* **WHAT IS BEING ASKED**
From the data underneath, reproduce exactly the stretch that begins at the line with "Each <instance> block" and ends after the line with "rough mask: <svg".

* **RECORDS PROVIDED**
•••••

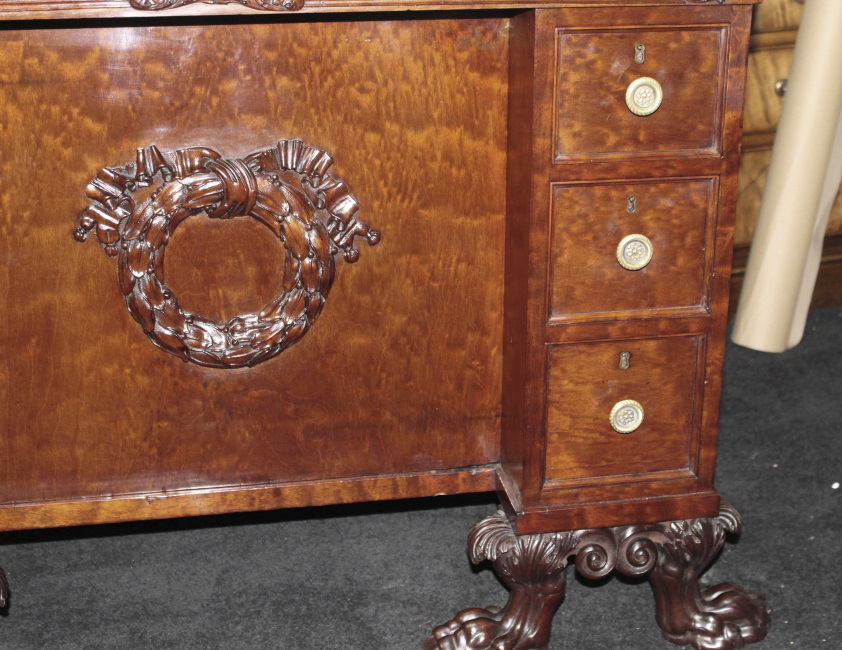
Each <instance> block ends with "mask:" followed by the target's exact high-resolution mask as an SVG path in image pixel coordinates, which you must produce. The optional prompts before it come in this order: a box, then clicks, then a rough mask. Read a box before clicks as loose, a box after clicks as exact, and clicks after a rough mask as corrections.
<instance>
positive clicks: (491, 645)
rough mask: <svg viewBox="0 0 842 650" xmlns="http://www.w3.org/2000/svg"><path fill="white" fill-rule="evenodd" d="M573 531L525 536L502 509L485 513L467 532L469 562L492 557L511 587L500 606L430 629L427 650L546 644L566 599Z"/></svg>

•••••

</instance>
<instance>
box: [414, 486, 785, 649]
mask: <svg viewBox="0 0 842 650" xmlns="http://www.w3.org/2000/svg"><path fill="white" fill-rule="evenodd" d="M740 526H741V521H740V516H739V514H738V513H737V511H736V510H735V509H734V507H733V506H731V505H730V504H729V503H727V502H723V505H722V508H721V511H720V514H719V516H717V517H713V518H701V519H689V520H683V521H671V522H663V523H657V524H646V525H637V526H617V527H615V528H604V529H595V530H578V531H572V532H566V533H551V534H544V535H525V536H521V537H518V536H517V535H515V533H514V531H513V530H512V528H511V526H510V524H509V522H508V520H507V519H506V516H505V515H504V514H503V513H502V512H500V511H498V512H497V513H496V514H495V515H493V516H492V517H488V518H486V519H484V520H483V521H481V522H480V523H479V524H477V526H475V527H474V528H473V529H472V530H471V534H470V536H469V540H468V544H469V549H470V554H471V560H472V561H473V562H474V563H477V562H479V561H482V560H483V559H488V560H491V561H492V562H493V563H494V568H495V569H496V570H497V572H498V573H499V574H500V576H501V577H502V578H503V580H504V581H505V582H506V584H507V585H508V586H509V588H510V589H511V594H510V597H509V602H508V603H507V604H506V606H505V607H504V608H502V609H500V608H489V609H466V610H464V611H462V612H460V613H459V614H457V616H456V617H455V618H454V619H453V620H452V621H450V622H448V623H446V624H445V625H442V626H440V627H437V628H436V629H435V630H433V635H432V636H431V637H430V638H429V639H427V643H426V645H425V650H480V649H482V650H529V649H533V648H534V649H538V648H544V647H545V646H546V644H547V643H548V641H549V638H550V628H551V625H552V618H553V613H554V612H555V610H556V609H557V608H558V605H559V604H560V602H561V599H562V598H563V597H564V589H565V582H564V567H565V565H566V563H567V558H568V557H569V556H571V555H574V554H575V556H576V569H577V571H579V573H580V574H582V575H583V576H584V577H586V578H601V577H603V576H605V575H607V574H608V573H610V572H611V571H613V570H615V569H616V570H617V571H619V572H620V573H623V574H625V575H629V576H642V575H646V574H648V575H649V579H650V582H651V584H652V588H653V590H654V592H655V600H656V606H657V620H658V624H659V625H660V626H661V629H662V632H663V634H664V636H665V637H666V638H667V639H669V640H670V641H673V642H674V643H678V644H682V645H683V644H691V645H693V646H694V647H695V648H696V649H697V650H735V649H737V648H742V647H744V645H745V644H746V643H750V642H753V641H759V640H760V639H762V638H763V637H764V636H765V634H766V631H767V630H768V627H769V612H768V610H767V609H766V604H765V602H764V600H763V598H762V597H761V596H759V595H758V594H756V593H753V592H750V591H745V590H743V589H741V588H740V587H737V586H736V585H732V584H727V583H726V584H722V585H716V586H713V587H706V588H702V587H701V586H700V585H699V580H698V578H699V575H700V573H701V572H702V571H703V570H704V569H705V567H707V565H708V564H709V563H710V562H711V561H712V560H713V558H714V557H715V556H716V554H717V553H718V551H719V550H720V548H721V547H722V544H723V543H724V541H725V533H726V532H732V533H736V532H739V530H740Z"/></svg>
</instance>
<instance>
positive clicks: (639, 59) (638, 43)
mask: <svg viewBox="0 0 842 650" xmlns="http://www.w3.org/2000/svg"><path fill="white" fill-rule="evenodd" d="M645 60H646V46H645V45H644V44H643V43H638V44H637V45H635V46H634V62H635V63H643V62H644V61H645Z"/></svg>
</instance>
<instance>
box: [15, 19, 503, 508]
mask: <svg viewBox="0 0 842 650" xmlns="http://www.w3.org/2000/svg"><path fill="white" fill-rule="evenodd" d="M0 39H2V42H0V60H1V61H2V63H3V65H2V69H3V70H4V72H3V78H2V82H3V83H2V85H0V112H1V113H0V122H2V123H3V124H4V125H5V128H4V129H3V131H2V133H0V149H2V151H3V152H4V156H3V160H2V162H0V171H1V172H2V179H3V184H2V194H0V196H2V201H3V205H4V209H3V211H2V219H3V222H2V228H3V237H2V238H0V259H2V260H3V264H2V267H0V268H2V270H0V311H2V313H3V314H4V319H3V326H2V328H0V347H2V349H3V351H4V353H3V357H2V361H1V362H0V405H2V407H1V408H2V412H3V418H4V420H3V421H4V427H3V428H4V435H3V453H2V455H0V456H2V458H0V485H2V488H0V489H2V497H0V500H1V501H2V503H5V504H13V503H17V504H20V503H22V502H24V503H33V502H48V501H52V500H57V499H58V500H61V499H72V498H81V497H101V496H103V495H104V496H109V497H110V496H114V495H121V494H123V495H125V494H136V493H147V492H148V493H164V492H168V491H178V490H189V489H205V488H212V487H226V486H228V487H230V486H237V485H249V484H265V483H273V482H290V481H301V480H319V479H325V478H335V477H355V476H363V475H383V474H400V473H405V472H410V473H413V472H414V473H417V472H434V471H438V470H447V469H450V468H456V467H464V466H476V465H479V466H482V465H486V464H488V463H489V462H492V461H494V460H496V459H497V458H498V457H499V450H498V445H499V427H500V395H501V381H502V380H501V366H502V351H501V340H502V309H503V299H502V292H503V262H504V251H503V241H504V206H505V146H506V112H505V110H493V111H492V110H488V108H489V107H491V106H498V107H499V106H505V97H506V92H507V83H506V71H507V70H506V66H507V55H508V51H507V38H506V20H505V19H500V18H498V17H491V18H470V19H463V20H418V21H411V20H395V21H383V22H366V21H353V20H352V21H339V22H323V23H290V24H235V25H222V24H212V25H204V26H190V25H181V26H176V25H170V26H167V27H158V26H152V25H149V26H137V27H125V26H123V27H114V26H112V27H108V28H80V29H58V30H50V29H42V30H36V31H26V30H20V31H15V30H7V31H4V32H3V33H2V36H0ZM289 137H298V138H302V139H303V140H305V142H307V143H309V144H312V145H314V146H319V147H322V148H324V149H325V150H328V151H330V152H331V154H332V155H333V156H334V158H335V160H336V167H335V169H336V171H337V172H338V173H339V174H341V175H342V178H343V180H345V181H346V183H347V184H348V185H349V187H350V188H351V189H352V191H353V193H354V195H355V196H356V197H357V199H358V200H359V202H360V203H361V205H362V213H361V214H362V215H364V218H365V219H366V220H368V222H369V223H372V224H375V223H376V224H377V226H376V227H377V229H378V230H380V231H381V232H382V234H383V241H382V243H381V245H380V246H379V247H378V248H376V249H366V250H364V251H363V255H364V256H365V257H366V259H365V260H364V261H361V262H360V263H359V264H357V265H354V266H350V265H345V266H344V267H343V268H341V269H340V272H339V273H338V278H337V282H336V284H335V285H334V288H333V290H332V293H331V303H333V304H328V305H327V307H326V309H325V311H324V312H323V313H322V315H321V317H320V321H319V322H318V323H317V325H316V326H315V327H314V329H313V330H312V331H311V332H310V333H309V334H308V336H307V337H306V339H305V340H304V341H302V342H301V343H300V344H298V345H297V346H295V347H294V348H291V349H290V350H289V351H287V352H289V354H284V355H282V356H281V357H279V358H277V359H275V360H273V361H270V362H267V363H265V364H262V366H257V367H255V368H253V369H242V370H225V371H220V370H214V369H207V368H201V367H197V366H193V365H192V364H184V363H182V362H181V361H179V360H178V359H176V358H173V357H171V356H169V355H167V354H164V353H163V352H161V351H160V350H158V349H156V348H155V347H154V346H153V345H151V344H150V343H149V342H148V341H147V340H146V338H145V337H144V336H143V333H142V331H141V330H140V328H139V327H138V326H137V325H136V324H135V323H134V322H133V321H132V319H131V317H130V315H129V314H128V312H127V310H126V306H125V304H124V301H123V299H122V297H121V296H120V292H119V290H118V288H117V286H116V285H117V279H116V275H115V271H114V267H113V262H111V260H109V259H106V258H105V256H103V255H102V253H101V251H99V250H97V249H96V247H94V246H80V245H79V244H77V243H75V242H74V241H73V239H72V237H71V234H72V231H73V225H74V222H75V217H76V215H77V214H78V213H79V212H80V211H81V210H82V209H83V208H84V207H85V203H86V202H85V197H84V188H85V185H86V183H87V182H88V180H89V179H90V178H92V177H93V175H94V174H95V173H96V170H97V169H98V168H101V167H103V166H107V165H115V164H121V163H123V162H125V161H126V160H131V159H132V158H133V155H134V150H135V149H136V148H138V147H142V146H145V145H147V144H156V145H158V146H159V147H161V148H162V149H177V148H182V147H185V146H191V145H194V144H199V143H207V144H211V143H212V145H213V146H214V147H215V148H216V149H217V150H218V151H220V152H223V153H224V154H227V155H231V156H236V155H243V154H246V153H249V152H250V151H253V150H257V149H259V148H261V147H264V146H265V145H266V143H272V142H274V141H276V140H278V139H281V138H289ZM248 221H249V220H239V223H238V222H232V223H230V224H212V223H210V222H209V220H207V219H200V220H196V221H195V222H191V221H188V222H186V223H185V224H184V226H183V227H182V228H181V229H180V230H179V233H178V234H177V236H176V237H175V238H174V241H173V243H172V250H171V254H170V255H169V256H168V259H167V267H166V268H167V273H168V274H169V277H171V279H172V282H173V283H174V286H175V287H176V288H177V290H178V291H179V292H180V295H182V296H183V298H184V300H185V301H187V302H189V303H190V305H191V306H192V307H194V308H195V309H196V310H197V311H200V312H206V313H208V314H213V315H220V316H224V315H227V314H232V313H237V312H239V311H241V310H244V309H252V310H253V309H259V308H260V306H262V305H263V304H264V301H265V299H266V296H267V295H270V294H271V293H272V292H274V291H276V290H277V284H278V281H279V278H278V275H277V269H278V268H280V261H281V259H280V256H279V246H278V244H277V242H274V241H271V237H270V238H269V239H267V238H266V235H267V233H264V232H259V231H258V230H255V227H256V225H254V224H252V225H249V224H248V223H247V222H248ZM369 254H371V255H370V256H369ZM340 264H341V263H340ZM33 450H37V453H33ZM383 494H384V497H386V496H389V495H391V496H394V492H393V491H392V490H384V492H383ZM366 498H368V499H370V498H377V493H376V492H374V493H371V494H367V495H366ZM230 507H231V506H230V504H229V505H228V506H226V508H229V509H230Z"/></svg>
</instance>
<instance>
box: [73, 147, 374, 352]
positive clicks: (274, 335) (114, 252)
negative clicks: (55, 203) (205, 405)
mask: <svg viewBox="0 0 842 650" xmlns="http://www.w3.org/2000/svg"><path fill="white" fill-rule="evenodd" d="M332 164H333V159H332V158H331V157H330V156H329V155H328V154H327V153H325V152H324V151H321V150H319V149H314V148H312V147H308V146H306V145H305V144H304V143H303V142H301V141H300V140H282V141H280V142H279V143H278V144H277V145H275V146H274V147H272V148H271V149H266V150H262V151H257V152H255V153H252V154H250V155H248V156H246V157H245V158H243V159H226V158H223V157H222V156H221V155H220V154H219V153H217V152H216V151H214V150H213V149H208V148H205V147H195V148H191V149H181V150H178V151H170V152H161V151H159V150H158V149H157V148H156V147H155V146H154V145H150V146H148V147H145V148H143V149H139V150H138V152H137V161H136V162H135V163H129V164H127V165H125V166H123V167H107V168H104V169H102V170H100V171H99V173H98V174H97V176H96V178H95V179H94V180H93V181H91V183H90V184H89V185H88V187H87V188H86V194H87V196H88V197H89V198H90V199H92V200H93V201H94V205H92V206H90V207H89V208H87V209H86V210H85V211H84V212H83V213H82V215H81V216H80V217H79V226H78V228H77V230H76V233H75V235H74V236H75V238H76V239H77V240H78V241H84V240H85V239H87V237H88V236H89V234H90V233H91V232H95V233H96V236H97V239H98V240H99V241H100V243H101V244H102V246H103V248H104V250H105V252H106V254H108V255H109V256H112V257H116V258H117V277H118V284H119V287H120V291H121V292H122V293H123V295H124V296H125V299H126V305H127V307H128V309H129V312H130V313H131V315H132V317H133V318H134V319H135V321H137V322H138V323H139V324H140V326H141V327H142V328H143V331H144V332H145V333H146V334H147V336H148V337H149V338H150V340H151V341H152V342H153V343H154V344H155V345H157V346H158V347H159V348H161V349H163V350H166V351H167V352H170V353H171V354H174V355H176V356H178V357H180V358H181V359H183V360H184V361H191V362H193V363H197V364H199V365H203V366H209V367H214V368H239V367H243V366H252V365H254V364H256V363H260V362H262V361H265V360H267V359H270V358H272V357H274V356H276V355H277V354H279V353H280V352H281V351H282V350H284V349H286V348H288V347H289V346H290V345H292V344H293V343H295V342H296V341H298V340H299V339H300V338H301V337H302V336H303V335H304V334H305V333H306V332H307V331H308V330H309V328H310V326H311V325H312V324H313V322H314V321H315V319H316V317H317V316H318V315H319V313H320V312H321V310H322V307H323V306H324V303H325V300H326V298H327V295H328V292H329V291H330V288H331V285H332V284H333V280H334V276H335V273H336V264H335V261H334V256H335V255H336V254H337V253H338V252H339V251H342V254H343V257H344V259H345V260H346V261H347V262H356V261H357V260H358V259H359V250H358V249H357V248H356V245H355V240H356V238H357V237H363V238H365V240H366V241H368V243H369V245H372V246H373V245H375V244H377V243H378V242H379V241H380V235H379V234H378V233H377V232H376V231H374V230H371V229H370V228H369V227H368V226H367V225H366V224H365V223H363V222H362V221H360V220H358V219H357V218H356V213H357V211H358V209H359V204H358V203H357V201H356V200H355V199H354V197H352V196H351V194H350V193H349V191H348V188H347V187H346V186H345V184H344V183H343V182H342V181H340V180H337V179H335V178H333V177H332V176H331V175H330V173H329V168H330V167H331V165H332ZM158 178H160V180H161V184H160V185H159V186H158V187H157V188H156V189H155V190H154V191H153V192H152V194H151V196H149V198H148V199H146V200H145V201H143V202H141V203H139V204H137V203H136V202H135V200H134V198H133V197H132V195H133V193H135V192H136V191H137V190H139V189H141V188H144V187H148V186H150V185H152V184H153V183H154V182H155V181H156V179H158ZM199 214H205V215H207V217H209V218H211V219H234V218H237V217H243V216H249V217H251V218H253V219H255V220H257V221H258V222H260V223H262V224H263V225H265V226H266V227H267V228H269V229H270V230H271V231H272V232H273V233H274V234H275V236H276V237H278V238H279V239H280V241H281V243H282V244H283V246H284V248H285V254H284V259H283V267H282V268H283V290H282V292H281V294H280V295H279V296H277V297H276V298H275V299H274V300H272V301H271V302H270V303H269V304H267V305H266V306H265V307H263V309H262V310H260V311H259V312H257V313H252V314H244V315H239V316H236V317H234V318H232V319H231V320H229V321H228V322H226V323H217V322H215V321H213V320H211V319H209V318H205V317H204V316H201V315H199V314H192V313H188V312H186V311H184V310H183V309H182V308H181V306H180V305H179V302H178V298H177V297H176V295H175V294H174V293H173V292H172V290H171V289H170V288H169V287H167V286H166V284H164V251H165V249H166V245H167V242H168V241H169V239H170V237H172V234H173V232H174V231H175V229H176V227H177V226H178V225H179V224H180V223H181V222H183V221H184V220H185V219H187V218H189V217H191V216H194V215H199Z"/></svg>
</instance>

•••••

* **YOUR SOLUTION**
Each <instance> block ends with "mask:" followed by the target's exact high-resolution mask as an SVG path in image pixel coordinates, which you must produce. The optional prompts before it come in this order: a box, then clicks, then a rough mask. Read a box before clicks as loose, a box after clicks as exact, and clicks after a rough mask as corrections.
<instance>
positive clicks: (491, 645)
rough mask: <svg viewBox="0 0 842 650" xmlns="http://www.w3.org/2000/svg"><path fill="white" fill-rule="evenodd" d="M573 531L525 536L502 509L485 513L467 532L469 562L492 557L511 587L500 606L430 629L427 650L546 644L566 599Z"/></svg>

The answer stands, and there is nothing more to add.